(RAW DATA begins)
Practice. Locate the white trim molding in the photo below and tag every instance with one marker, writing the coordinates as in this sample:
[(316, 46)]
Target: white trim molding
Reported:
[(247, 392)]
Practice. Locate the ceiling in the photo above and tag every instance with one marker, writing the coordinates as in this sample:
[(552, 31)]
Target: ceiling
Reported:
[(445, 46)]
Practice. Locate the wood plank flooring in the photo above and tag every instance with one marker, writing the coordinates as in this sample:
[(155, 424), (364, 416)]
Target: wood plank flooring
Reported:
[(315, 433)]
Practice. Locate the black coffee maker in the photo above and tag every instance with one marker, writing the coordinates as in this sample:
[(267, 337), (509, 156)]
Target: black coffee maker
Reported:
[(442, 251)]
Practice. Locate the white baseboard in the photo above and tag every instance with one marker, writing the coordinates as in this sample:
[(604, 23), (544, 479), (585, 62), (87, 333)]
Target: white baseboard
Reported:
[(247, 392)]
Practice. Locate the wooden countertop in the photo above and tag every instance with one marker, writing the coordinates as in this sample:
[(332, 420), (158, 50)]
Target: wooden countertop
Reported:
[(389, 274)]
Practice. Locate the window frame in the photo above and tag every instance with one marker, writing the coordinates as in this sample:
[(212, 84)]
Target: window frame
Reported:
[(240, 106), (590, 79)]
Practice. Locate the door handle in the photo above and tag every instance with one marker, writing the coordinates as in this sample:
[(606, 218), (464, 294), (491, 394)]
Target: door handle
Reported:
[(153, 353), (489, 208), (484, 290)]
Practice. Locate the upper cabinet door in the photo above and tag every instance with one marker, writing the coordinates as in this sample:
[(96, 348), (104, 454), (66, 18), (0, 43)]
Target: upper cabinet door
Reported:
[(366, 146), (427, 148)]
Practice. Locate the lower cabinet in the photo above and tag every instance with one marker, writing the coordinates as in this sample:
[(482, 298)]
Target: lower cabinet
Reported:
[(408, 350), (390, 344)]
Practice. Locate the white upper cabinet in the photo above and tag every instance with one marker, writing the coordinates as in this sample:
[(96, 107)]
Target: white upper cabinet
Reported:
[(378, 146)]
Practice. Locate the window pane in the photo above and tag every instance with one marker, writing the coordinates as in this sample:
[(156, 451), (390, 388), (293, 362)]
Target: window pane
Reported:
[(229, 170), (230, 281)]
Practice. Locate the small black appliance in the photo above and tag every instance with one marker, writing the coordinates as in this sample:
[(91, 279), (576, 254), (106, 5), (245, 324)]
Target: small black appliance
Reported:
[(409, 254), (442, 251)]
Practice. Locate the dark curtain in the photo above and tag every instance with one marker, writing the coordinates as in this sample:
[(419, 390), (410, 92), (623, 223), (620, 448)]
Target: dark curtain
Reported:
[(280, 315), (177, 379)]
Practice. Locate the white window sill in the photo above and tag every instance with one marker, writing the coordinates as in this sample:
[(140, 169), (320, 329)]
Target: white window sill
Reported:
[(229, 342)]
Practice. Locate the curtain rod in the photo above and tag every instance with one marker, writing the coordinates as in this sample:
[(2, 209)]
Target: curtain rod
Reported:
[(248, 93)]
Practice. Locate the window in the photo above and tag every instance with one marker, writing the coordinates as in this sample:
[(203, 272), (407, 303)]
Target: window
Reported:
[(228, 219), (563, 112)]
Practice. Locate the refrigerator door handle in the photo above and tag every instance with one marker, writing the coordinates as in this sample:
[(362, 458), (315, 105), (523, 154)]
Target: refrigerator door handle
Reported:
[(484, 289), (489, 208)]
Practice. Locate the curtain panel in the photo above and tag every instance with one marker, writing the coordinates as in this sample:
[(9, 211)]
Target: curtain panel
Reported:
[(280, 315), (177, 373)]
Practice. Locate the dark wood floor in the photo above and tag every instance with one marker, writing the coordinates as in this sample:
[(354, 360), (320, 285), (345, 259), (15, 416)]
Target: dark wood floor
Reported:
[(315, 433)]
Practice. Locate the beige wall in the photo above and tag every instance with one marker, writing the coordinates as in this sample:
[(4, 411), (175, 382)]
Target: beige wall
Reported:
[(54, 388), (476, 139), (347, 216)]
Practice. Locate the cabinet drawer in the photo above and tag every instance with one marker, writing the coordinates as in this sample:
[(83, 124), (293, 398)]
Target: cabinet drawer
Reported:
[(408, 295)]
(RAW DATA ends)
> [TASK DIRECTIONS]: If a line of the material contains the word "door", pick it out and copy it.

> [REPLY]:
Practice. Locate the door handle in the photo above and tag every instance with one marker, writing the coordinates as in this sample:
Target: door handle
Practice. Locate the upper cabinet door in the photo above and tag every instance with one marker, writing the coordinates as in this sample:
Target: upper cabinet door
Practice. Locate the refrigerator door handle in the photo above and tag every instance with one marker, writing the coordinates as in this sample:
Target: refrigerator door handle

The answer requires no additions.